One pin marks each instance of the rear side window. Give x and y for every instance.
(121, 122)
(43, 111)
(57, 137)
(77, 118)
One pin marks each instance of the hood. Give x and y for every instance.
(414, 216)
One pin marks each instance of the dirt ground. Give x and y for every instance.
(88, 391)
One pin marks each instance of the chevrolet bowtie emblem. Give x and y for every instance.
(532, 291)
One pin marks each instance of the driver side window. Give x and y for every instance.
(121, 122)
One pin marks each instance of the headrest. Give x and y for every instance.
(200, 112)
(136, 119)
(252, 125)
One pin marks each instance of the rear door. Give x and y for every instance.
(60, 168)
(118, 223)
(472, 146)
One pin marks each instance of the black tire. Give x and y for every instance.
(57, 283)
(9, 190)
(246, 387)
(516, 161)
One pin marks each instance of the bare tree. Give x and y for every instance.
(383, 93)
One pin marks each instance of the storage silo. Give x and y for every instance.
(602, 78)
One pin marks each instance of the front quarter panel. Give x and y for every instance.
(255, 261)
####################
* **Problem statement**
Rewrite all the lines above, putting "marker" wherever "pin" appears and leaving everything else unchanged.

* **Response to the task**
One marker marks each instance of the rear side window. Give x and y for every instance.
(121, 122)
(43, 111)
(57, 137)
(77, 118)
One marker marks each instance of the hood. Give x and y for every instance.
(414, 216)
One marker marks each instance of the dirt ground. Give x and y for every instance.
(88, 391)
One marker marks each instance of the chevrolet bowtie emblem. Give x and y for every instance.
(532, 291)
One marker marks each instance of the driver side window. Give x and y for every instance.
(121, 122)
One marker marks each instance of the headrest. Give x and y for every instance.
(200, 112)
(136, 119)
(252, 125)
One marker marks each instance of the rear door. Give x and y for every instance.
(60, 168)
(118, 223)
(472, 146)
One marker marks each instance of the black tire. Give x and y for every instance.
(57, 283)
(9, 190)
(246, 387)
(516, 161)
One marker marks each instance of the bare tree. Give x and y for every instance.
(383, 93)
One marker marks each instance of the storage silo. Give x and y for every instance.
(602, 78)
One marker marks each instance of the front quarter panel. Give x and y for every instance.
(255, 261)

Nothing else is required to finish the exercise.